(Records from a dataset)
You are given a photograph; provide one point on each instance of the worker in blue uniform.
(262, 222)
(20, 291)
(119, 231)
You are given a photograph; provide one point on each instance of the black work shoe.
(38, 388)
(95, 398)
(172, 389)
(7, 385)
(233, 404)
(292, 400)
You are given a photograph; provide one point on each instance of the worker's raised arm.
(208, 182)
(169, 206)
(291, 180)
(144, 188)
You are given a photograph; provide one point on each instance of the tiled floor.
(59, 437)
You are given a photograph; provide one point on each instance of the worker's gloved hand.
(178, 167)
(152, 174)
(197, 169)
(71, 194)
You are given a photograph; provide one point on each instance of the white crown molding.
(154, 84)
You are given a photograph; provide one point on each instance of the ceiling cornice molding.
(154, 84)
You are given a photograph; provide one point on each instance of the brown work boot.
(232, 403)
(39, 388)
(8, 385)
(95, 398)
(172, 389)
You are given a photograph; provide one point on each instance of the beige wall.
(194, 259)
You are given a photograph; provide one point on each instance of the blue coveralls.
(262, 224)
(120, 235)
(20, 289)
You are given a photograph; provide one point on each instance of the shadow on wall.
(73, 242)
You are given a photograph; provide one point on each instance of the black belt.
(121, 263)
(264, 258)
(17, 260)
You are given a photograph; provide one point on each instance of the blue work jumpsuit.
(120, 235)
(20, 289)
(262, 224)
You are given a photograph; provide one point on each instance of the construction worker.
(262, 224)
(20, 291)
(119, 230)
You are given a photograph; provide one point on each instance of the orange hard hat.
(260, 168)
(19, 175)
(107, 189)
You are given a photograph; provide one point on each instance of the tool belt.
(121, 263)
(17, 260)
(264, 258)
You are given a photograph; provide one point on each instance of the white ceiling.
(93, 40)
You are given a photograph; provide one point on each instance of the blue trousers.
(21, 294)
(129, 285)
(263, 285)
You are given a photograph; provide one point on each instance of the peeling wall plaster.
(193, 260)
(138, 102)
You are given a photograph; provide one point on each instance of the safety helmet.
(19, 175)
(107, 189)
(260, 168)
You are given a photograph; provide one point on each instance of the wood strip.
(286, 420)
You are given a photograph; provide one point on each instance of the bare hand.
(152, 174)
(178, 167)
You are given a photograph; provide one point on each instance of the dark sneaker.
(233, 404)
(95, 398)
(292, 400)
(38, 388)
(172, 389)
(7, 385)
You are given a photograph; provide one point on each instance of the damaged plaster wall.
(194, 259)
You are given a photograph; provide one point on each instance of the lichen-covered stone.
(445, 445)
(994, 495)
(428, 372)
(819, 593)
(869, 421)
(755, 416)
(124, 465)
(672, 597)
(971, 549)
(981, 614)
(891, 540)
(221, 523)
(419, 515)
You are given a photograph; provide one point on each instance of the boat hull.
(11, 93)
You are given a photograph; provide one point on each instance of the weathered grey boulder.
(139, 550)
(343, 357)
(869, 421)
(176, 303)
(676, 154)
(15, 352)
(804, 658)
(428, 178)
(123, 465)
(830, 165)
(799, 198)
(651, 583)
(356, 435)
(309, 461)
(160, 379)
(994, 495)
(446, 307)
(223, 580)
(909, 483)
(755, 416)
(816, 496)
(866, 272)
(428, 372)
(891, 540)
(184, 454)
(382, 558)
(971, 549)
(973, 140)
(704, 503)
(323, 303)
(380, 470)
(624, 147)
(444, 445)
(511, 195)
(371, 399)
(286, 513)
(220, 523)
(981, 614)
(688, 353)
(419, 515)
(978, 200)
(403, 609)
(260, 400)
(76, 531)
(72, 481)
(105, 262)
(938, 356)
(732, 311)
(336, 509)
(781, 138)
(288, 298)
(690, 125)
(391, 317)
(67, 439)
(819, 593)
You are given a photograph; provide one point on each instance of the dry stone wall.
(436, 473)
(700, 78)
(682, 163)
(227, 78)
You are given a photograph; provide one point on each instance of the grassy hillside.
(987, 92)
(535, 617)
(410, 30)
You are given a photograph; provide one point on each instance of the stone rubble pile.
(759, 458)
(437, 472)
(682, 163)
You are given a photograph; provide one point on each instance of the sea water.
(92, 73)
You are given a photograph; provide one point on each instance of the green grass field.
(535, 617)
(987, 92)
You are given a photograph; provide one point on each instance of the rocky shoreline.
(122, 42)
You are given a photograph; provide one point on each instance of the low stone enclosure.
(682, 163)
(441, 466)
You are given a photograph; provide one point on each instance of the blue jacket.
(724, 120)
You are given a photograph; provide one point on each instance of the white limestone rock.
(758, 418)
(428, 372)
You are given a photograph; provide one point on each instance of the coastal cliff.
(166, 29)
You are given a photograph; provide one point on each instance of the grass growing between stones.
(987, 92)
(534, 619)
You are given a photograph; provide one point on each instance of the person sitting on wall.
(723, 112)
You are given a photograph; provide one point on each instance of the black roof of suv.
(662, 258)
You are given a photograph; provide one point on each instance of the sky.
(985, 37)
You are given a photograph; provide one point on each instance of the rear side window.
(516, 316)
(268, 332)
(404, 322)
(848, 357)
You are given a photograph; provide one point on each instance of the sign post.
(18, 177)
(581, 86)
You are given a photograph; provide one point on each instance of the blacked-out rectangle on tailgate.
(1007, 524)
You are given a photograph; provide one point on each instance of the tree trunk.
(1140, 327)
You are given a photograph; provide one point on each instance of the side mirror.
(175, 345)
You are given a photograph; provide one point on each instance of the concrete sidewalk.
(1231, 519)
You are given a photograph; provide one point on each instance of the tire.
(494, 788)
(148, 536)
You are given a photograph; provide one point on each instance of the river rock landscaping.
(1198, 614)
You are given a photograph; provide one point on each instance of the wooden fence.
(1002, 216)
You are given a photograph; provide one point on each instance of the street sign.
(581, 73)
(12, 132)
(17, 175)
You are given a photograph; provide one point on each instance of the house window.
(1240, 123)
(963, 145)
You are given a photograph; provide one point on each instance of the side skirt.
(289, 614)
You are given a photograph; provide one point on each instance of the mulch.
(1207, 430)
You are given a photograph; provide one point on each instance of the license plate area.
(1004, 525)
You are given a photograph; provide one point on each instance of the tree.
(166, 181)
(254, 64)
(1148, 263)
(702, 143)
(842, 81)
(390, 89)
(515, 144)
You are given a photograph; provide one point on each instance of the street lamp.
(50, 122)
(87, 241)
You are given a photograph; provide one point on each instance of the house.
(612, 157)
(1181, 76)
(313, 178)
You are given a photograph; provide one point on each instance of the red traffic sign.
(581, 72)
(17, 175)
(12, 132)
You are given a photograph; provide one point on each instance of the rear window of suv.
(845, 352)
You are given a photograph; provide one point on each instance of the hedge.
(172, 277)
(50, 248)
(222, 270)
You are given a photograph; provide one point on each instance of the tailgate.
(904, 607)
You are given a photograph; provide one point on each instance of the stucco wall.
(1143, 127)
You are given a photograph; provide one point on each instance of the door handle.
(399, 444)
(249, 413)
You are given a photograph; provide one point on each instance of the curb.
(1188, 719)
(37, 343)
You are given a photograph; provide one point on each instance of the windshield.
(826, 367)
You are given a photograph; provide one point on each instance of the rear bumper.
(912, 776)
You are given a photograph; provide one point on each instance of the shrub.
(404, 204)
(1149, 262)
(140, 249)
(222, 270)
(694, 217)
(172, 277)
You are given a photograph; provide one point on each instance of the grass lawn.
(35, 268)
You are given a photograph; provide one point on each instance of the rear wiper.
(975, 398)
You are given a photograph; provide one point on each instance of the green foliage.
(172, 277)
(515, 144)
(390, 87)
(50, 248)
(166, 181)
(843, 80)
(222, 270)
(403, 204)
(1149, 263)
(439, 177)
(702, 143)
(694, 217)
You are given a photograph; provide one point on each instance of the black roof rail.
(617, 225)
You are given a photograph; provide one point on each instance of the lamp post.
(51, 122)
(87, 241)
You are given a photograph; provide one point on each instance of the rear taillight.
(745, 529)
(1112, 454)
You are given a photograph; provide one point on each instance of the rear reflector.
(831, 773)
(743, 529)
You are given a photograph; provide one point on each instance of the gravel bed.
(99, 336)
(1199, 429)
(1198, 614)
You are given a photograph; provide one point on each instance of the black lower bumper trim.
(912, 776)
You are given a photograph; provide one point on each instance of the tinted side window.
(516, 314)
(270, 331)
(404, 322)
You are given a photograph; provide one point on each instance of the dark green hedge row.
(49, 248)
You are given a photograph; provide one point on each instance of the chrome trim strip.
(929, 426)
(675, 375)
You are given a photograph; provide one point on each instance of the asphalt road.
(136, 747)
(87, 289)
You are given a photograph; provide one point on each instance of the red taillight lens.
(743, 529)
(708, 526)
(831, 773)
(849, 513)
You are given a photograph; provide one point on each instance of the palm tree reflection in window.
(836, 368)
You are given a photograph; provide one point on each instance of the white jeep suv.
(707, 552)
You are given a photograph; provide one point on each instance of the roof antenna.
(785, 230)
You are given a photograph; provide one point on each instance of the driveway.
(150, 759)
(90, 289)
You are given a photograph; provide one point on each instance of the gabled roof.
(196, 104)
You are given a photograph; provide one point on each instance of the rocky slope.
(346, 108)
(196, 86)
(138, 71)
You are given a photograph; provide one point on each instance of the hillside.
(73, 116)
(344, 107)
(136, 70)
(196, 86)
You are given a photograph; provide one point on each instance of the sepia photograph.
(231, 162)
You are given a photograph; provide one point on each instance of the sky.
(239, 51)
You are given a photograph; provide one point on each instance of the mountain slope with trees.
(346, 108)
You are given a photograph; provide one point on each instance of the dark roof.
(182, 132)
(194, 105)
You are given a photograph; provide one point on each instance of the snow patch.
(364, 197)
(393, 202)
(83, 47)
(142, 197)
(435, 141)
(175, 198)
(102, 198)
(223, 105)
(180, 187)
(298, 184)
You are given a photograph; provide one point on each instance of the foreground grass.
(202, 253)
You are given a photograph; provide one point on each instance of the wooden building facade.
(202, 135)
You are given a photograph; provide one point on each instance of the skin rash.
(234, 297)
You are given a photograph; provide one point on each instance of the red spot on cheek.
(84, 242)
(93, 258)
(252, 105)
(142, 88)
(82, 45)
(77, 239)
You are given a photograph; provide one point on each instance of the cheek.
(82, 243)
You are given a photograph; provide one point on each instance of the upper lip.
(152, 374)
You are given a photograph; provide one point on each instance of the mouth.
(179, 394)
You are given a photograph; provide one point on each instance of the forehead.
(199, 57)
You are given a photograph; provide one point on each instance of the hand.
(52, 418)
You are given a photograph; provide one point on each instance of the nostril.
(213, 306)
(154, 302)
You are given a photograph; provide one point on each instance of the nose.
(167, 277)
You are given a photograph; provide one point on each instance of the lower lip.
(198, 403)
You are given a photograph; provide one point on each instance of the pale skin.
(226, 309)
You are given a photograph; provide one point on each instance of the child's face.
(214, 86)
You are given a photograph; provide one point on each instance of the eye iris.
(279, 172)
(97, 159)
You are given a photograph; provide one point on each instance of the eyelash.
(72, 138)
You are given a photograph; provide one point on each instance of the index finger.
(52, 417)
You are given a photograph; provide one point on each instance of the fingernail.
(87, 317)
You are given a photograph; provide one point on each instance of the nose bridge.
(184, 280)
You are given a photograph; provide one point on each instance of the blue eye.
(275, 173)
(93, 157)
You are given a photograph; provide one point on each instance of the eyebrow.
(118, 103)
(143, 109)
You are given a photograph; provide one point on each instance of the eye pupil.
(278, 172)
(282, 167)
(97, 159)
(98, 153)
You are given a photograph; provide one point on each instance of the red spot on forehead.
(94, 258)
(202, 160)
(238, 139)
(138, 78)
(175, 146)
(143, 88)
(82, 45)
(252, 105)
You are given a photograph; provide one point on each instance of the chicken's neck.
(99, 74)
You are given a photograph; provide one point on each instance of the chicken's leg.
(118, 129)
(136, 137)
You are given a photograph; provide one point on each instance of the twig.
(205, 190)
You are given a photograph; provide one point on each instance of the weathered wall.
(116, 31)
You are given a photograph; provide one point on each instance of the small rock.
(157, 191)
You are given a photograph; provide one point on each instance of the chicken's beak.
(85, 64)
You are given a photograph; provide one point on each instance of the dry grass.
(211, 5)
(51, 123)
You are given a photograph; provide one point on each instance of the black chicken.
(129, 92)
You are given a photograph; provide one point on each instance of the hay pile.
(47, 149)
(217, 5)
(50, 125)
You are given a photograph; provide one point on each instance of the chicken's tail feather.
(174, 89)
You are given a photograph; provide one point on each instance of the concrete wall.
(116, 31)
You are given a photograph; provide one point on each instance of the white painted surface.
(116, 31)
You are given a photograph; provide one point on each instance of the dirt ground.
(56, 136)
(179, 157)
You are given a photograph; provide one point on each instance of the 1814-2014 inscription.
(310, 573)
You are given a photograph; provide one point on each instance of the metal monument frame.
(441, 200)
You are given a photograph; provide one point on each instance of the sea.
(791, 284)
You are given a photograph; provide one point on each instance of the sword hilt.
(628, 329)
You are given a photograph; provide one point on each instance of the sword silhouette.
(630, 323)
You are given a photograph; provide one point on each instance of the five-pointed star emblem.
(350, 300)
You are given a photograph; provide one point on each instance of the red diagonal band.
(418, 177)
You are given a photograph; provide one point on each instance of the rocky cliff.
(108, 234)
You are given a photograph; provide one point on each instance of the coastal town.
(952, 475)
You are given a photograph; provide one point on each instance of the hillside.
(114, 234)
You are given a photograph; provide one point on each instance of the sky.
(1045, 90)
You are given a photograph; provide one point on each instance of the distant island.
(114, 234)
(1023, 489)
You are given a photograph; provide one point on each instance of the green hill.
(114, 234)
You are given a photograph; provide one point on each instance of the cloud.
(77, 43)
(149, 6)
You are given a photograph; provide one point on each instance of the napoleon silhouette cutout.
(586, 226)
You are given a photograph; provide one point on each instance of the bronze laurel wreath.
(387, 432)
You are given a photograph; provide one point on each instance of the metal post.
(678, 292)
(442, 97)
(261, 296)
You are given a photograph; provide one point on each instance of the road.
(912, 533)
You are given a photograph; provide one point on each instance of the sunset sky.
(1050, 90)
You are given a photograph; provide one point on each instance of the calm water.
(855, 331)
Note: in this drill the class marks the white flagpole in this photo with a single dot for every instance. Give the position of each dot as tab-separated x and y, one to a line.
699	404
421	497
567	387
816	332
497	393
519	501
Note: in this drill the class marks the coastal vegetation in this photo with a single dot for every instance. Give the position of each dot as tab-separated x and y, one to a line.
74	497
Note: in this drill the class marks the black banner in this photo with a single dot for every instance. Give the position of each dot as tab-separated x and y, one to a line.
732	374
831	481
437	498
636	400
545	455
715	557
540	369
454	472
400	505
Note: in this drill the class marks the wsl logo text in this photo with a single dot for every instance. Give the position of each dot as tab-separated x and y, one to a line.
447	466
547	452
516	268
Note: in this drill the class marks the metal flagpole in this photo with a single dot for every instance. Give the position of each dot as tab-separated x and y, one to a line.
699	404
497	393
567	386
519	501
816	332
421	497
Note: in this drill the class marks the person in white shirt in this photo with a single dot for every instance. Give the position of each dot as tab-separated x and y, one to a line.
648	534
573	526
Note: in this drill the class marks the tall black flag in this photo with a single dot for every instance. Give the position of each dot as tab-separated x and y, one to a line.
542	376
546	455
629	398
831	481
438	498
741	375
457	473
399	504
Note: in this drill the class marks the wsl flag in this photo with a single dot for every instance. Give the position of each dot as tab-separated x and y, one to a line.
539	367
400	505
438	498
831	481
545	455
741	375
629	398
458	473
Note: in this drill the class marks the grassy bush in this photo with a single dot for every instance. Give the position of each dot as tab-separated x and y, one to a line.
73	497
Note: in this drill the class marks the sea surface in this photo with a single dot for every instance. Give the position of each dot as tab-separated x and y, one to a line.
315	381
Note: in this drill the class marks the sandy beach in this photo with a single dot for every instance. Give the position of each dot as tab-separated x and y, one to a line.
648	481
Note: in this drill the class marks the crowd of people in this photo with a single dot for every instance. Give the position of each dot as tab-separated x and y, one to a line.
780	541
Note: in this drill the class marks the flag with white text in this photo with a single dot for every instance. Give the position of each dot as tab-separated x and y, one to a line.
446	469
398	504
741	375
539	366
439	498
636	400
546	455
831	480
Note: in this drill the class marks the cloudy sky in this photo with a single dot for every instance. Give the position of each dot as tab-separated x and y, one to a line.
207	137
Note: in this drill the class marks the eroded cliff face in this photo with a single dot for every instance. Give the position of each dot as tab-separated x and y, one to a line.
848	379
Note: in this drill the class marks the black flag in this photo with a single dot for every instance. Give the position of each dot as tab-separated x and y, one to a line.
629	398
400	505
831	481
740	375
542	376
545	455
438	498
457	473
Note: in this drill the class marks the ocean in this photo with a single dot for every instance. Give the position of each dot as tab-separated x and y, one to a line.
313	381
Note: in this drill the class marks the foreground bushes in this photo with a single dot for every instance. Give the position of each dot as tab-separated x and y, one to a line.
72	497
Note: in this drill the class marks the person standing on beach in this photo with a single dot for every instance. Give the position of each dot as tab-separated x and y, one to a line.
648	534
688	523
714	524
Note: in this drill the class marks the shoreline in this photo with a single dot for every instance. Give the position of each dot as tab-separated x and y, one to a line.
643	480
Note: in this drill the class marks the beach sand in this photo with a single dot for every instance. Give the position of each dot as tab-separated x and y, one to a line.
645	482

• ASSIGNMENT:
Output the line bearing "Note: in this drill the class marks the foreground" along with all the lines after it through the end of the entries, exactly, and no other lines.

• PROBLEM SOLUTION:
Note: in this drill the class marks the foreground bushes in this photo with a single dot for every instance. Give the position of each dot as tab-separated x and y, one to a line.
72	497
Note: in this drill the class marks the person standing on beach in this photo with a single dot for every instance. Give the position of each dot as tab-separated x and y, one to a line.
648	534
688	523
714	524
Note: in this drill the class marks the shoreline in this photo with a single dot for every instance. Give the position of each dot as tab-separated x and y, one to a line.
643	480
Note: in this drill the class marks the beach sand in this photo with a single dot for every instance. Give the position of each dot as tab-separated x and y, one to a line.
645	482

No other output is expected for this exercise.